● Your goal
Below is a block of entries, which should be copied verbatim apart from the pictures.

● Dataset entries
....
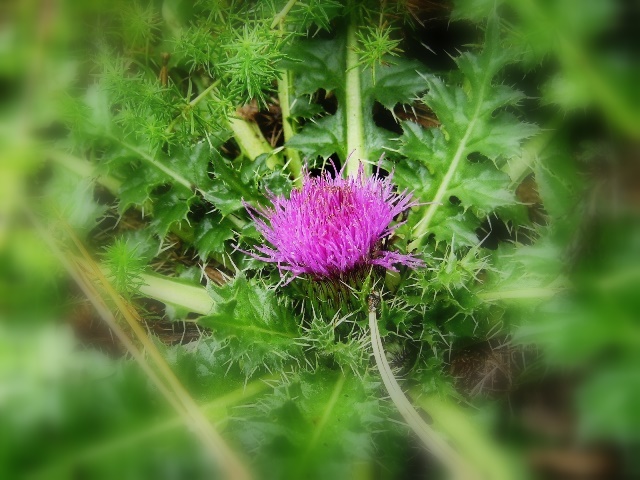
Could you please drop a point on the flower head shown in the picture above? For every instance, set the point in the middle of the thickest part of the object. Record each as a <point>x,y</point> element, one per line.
<point>332,227</point>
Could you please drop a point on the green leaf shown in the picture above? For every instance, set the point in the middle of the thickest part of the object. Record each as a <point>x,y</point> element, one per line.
<point>321,64</point>
<point>170,209</point>
<point>318,424</point>
<point>211,235</point>
<point>473,124</point>
<point>260,328</point>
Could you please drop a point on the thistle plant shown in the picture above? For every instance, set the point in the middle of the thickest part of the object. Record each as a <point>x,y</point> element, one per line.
<point>333,227</point>
<point>164,252</point>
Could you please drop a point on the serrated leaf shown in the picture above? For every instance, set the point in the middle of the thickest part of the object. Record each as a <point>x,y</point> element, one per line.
<point>321,64</point>
<point>169,209</point>
<point>472,124</point>
<point>260,329</point>
<point>211,235</point>
<point>318,425</point>
<point>483,188</point>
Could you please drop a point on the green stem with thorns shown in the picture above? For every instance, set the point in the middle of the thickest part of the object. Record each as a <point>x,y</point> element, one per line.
<point>356,150</point>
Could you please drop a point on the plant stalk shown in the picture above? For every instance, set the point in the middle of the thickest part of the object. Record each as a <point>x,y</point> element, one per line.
<point>356,150</point>
<point>432,441</point>
<point>294,163</point>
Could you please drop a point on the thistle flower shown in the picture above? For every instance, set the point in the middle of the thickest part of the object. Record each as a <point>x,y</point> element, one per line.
<point>332,227</point>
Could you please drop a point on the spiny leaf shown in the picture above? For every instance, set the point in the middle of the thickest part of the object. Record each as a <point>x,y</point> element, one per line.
<point>260,329</point>
<point>321,64</point>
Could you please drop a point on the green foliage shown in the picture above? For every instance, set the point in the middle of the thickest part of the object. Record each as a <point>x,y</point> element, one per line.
<point>464,155</point>
<point>376,46</point>
<point>261,330</point>
<point>148,144</point>
<point>320,64</point>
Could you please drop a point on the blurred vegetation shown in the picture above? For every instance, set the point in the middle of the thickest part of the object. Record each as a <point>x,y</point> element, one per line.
<point>133,328</point>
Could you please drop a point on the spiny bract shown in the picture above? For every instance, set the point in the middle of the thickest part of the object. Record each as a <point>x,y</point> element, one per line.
<point>332,227</point>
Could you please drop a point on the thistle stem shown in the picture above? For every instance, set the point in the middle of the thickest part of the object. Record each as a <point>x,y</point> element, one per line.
<point>356,150</point>
<point>191,105</point>
<point>431,440</point>
<point>294,163</point>
<point>195,299</point>
<point>283,13</point>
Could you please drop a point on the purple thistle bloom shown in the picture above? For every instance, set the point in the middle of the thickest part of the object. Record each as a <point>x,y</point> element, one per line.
<point>332,227</point>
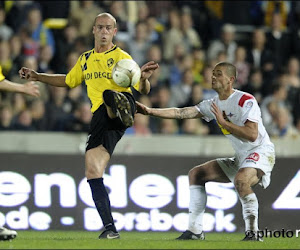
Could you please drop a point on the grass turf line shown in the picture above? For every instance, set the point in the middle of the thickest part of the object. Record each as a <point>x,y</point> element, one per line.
<point>139,240</point>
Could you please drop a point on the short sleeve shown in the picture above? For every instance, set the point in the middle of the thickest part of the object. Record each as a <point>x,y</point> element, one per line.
<point>75,77</point>
<point>251,111</point>
<point>204,108</point>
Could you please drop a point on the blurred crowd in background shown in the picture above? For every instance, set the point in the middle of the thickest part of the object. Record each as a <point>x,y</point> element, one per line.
<point>186,38</point>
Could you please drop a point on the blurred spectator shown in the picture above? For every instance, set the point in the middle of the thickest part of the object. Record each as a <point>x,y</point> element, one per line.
<point>155,54</point>
<point>155,30</point>
<point>30,47</point>
<point>296,109</point>
<point>198,64</point>
<point>24,121</point>
<point>17,13</point>
<point>55,9</point>
<point>172,36</point>
<point>225,43</point>
<point>259,56</point>
<point>57,110</point>
<point>80,121</point>
<point>162,99</point>
<point>140,43</point>
<point>176,67</point>
<point>140,126</point>
<point>191,38</point>
<point>279,42</point>
<point>180,93</point>
<point>5,59</point>
<point>44,60</point>
<point>242,67</point>
<point>40,33</point>
<point>18,103</point>
<point>195,97</point>
<point>5,31</point>
<point>285,127</point>
<point>6,117</point>
<point>208,92</point>
<point>37,110</point>
<point>193,127</point>
<point>82,14</point>
<point>255,85</point>
<point>215,16</point>
<point>270,105</point>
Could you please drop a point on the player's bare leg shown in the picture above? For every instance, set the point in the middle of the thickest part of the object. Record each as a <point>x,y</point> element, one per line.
<point>96,160</point>
<point>245,179</point>
<point>198,176</point>
<point>117,105</point>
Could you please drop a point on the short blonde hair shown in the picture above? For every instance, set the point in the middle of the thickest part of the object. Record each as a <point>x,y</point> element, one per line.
<point>106,14</point>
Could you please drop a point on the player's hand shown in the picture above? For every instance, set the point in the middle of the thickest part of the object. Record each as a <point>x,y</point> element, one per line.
<point>28,74</point>
<point>141,108</point>
<point>148,69</point>
<point>218,113</point>
<point>30,88</point>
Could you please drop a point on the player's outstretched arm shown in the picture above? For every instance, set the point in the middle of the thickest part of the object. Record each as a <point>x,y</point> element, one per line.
<point>169,113</point>
<point>57,80</point>
<point>28,88</point>
<point>146,71</point>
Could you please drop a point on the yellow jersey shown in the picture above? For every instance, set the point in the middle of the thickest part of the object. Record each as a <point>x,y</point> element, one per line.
<point>96,70</point>
<point>2,77</point>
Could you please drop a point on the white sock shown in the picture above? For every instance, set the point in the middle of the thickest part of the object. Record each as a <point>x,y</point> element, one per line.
<point>250,212</point>
<point>197,206</point>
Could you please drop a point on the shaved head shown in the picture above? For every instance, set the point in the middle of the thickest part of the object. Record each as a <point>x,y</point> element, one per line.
<point>105,14</point>
<point>230,68</point>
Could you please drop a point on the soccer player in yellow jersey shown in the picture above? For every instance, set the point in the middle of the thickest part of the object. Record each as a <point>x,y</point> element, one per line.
<point>28,88</point>
<point>113,107</point>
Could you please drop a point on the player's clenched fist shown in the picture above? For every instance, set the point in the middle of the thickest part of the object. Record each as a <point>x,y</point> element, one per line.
....
● Response box
Could you please drop a point on the flower head shown in the picture above? For every instance, set the point in the middle of the thickest part of the object. Record each as a <point>x,y</point> element, one per line.
<point>332,227</point>
Could you please drop a point on the green leaf shown in the picture above? For every instance, set the point in the middle of the thickest part of the object. Record each as a <point>x,y</point> element, one per line.
<point>321,64</point>
<point>170,209</point>
<point>318,424</point>
<point>211,235</point>
<point>473,124</point>
<point>260,328</point>
Could you please drop a point on the thistle plant shown in the picture above? For every instance, set the point in the middle of the thickest part of the object. Record each as a <point>x,y</point> element, one per line.
<point>333,227</point>
<point>164,252</point>
Could you please drop a point on the serrated leaf shown in the picture above? For every instance, set the point in the middle of the thickest part of the object. Record each as a <point>x,y</point> element, one per line.
<point>321,64</point>
<point>169,209</point>
<point>472,124</point>
<point>260,329</point>
<point>211,235</point>
<point>318,425</point>
<point>483,188</point>
Could you please drop a point on the green stem with thorns shown in the picture above? For every instance, set the point in the middle of the thickest part of the object. Record each as a <point>x,y</point> element, one per line.
<point>356,150</point>
Could you please drop a point on the plant stalk shown in the picture above? For every instance, set the point in the middle of the thickest part of the object. Record each as a <point>x,y</point> element, one per line.
<point>356,150</point>
<point>432,441</point>
<point>294,163</point>
Could you please drop a point on the thistle flower shown in the picture above? For every instance, set the point in the middle of the thickest part of the object. Record each as a <point>x,y</point> element, one per line.
<point>332,227</point>
Could you please drop a point on the spiny leaf shown in the picture above? For every instance, set the point in the middle of the thickest part of the object. Record each as a <point>x,y</point> element, one per line.
<point>260,329</point>
<point>321,64</point>
Could you please drop a point on the green foliage shown in the picture above? For every instance, set the point in the middle of the thickest part of the object. Record each as a <point>x,y</point> element, one per line.
<point>464,155</point>
<point>376,46</point>
<point>261,330</point>
<point>148,144</point>
<point>320,64</point>
Could you please drop a point on the blurred vegetation shown in the picture above? For every instance, set the point in the middle of the thickest part of the object. Record each as a <point>x,y</point> element, one per line.
<point>133,328</point>
Could you please drop a point on the spiny bract shown in the picture above? For every instance, set the point in the middle of the thickest part of the object. Record each as a <point>x,y</point> element, one per line.
<point>332,227</point>
Could you please drop a point on the thistle stem shown in the picture above? For every instance, set the point in the middle of the thickest part of the object. Record each as a <point>x,y</point> element, one per line.
<point>356,150</point>
<point>191,105</point>
<point>431,440</point>
<point>294,163</point>
<point>195,299</point>
<point>283,13</point>
Could you please drop a point on the purple thistle bloom shown in the picture above? For every instance, set the point in the middle of the thickest part of the object. Record each as a <point>x,y</point> element, one per line.
<point>332,227</point>
Could you please drop a point on the grass turf line shown in the picture above? For every instance, set the point in the middle of the thickest part of the object. Record each as a <point>x,y</point> element, one per line.
<point>139,240</point>
Could you please drop a point on the short sleeve shown in the picture above? For every instance, set the point in the middle of the thickest part of the object. Record each as a <point>x,y</point> element, one per line.
<point>75,77</point>
<point>251,111</point>
<point>204,108</point>
Could you please drop a point on the blurred crowd in background shown in the picture above? For every instance, set the point in the middle of the thickest part of the object. Record each as a <point>x,y</point> element, one per line.
<point>186,38</point>
Could you please drop a point on the blurred spectator shown in the picture above? For every instance, set the point in the middle of the thickest part of the object. Record each as a <point>x,y</point> element, one per line.
<point>155,54</point>
<point>155,30</point>
<point>30,47</point>
<point>296,109</point>
<point>198,64</point>
<point>24,121</point>
<point>17,13</point>
<point>55,9</point>
<point>172,36</point>
<point>225,43</point>
<point>259,56</point>
<point>57,110</point>
<point>80,121</point>
<point>162,99</point>
<point>140,43</point>
<point>176,67</point>
<point>140,126</point>
<point>191,38</point>
<point>279,42</point>
<point>180,93</point>
<point>5,59</point>
<point>44,60</point>
<point>242,67</point>
<point>40,33</point>
<point>18,103</point>
<point>195,97</point>
<point>5,31</point>
<point>285,127</point>
<point>6,117</point>
<point>208,92</point>
<point>37,110</point>
<point>193,127</point>
<point>82,14</point>
<point>255,85</point>
<point>215,16</point>
<point>270,105</point>
Could you please drop a point on the player's bare leg shown in the picture above? For every instance, set the point in the middle of the thickest part of the object. Record each as a <point>x,y</point> element, one per line.
<point>96,160</point>
<point>245,179</point>
<point>198,176</point>
<point>117,105</point>
Could you please drop a point on the short blonde hair shown in the picture above? For every instance, set the point in the middle of the thickest part of the object. Record each as a <point>x,y</point> element, one per line.
<point>106,14</point>
Could you please drop a point on the player's hand shown in the picture above? For every instance, set the point in the middle of the thickest part of the object. Record each as a <point>x,y</point> element, one per line.
<point>28,74</point>
<point>141,108</point>
<point>148,69</point>
<point>218,113</point>
<point>30,88</point>
Could you please drop a point on the player's outstretched arm shown in the picture above? For every instance, set the point in the middle of the thickest part of the object. Record each as a <point>x,y</point> element, one per line.
<point>169,113</point>
<point>57,80</point>
<point>28,88</point>
<point>146,71</point>
Could you please drop a point on the yellow jersey shown in the picture above? For every instance, set the point in the middle of the thickest part of the object. Record each as a <point>x,y</point> element, one per line.
<point>96,70</point>
<point>2,77</point>
Could you please drop a point on the white sock shown in the picture above? For every instance, set the point in the middle of the thickest part of the object. Record each as a <point>x,y</point> element, one per line.
<point>250,212</point>
<point>197,206</point>
Could you please drop a point on the shaved head shown in the picture above? For every instance, set the point in the middle of the thickest part of the object. Record each as a <point>x,y</point> element, one per line.
<point>105,14</point>
<point>230,68</point>
Could you please drop a point on the soccer player in yellow jersey shown in the picture above? For every instance, set the point in the middle of the thickest part of the object. Record each as a <point>x,y</point> element, one per line.
<point>28,88</point>
<point>113,107</point>
Could you please drop a point on the player's clenched fist shown in the picture above? For every instance, set the point in the middle of the thickest part of the object. Record each as a <point>x,y</point> element, one per line.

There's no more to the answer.